## Extracted text
※ ※ ※
Deputy Prime Minister for Industrial Development and Minister of Industry and Transport, Kamel Al-Wazir, held on Monday an extensive meeting with automotive manufacturers operating in Egypt to review recent amendments to the National Automotive Industry Development Programme (AIDP).

Attending the meeting were the Minister of Investment and Foreign Trade, senior officials from the Ministry of Finance—including the Deputy Minister for Tax Policies—the heads of the Egyptian Tax and Customs Authorities, and members of the programme’s technical committee, alongside representatives from the Ministries of Industry, Investment, Foreign Trade, and Finance.

Opening the meeting, Al-Wazir stressed that the updated programme is designed to provide meaningful incentives to manufacturers and ensure long-term sustainability by adopting a practical and realistic approach. He emphasised the need to enhance local manufacturing to scale up production and fully utilise existing industrial capacities and resources.

The amendments were approved by the Ministerial Group for Industrial Development and the Supreme Council for the Automotive Industry, chaired by the Prime Minister, and were subsequently ratified by the Cabinet. Al-Wazir affirmed the state’s readiness to support automakers in developing this strategic sector for mutual benefit.

He also announced the conclusion of the transitional period on 30 June and instructed the Ministry of Finance to start disbursing entitlements to companies registered under the programme. The revised AIDP officially took effect on 1 July.

The meeting reviewed the criteria for joining the updated incentive scheme, including increasing local value-added, expanding production volumes, attracting new investments, meeting environmental standards, and supporting development in priority regions.

To qualify, manufacturers must produce at least 10,000 fossil-fuel vehicles annually, with a minimum of 5,000 units per model and local content starting at 20%, subject to biennial review. For electric vehicles, initial production must be at least 1,000 units, increasing to 7,000 by the end of the programme, with a starting local content of 10%, reviewed annually.
※ ※ ※
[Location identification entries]

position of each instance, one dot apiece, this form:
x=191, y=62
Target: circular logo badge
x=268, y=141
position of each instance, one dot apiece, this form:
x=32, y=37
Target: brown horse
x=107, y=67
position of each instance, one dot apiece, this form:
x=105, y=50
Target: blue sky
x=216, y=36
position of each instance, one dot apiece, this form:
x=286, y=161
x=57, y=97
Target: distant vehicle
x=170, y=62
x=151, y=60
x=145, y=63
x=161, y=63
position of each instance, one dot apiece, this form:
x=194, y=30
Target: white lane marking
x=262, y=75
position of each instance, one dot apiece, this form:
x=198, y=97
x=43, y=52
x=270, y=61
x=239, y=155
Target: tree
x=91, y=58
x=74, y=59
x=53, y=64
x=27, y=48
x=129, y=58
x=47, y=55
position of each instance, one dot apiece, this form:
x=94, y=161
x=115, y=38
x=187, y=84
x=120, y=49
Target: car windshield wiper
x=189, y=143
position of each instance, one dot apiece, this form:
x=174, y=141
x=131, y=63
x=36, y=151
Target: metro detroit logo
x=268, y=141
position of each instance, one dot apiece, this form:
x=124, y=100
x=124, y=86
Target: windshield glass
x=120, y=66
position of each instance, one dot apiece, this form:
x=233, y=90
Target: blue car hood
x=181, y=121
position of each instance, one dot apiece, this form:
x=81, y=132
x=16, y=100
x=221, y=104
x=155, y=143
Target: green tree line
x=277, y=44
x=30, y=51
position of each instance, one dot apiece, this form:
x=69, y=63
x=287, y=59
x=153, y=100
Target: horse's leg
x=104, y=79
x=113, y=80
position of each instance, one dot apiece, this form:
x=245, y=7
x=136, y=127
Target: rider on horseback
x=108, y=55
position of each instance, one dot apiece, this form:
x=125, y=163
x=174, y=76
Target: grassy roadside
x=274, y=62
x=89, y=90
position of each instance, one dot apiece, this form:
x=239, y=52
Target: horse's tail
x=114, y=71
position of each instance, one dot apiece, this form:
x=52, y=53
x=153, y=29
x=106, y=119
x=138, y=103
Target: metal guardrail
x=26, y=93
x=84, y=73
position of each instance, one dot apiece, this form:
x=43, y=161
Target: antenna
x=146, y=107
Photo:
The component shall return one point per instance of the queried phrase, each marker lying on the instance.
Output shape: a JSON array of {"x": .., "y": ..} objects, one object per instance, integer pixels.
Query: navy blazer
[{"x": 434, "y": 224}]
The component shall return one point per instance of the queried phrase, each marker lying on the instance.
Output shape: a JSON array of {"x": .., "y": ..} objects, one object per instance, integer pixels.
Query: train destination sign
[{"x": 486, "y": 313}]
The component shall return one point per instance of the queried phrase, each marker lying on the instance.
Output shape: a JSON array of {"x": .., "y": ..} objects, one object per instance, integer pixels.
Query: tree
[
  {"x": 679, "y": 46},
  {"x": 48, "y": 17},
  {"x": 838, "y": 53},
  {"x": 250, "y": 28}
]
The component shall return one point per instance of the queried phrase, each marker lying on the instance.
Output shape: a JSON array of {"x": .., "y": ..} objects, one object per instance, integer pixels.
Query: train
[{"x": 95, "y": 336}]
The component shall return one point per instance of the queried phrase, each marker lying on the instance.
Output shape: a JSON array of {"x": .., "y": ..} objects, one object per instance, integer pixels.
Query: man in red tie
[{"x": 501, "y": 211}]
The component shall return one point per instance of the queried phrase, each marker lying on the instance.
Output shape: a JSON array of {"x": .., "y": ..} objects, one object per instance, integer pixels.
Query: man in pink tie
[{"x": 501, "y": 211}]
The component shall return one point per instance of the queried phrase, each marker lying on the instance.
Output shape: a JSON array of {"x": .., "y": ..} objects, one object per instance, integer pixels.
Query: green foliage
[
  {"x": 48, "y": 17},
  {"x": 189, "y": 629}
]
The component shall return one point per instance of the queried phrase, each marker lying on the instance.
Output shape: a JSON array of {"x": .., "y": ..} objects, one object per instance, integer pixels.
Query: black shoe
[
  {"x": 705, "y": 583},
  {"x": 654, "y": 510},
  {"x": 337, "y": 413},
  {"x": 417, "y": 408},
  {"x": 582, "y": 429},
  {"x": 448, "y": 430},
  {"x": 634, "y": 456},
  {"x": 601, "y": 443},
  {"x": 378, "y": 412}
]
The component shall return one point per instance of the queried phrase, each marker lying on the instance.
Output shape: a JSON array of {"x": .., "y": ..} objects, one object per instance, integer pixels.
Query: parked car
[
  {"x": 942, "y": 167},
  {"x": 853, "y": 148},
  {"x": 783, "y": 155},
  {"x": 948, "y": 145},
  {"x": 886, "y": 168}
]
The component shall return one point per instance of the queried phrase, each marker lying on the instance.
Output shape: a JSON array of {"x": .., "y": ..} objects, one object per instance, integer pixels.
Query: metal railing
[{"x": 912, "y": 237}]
※ ※ ※
## Problems to work on
#1 Retype the stretch of the automotive programme article from "He also announced" through "effect on 1 July.".
#2 Please extend the automotive programme article, picking up after its last sentence.

## Results
#1
He also announced the conclusion of the transitional period on 30 June and instructed the Ministry of Finance to start disbursing entitlements to companies registered under the programme. The revised AIDP officially took effect on 1 July.

#2
Electric vehicles will receive 50% of the incentives linked to value-added and production volume and full incentives for new investment and environmental compliance.

The maximum eligible car price is EGP 1.25m, with an engine size limit of 1600cc. Incentives are capped at 30% of the ex-factory price, up to EGP 150,000 per vehicle. Gas-powered vehicles must receive environmental compliance certification from an entity affiliated with the Ministry of Petroleum.

To count as local content, at least 25% of the value must derive from genuine manufacturing or locally sourced components—not mere assembly. Both production and local content targets will rise over the programme’s seven-year span. Incentives will be partially reduced if targets are missed, while manufacturers exceeding 35% local content will receive an additional EGP 5,000 for every 1% increase, beyond the capped amount.

In priority development zones, companies producing over 100,000 fossil-fuel vehicles or 10,000 electric vehicles will be eligible for land cost reimbursement.

These benefits complement existing customs and tax incentives granted under multiple legislations, including those governing customs duties, special economic zones, SMEs, VAT, property tax, and investment.

Exporting companies may also benefit, as incentives are calculated based on total production, regardless of market destination. Additional bonuses will be awarded to firms that exceed programme targets.

The new incentive calculation methodology, including examples, was explained during the meeting.

Minister of Investment and Foreign Trade Hassan El-Khatib reiterated that the revised programme aims to establish a genuine automotive manufacturing base in Egypt. He pointed to the country’s competitive advantages and said the amendments reflect the government’s ambition to scale up both vehicle and component production.

The Deputy Minister of Finance clarified that the incentives would be applied through a tax and customs offset mechanism, allowing manufacturers to use earned entitlements to settle dues, thereby streamlining the process.

Some component producers called for strengthening the local supply chain—particularly for steel and panel materials used in car bodies—to reduce reliance on imports. In response, Al-Wazir directed that all producers of these materials be invited free of charge to a reverse exhibition to be held alongside the upcoming Industry and Transport Exhibition, which will link automakers with raw material suppliers to spur the growth of Egypt’s automotive and electric vehicle sectors.

Several vehicle manufacturers raised concerns about the need to ensure fair competition between locally assembled electric vehicles—which face import duties on components—and fully built electric vehicles that enter tariff-free. They also called for a reassessment of customs duties on production inputs. It was confirmed that these matters will be studied by the Ministries of Investment, Foreign Trade, and Finance to support local industry, particularly electric vehicle manufacturers.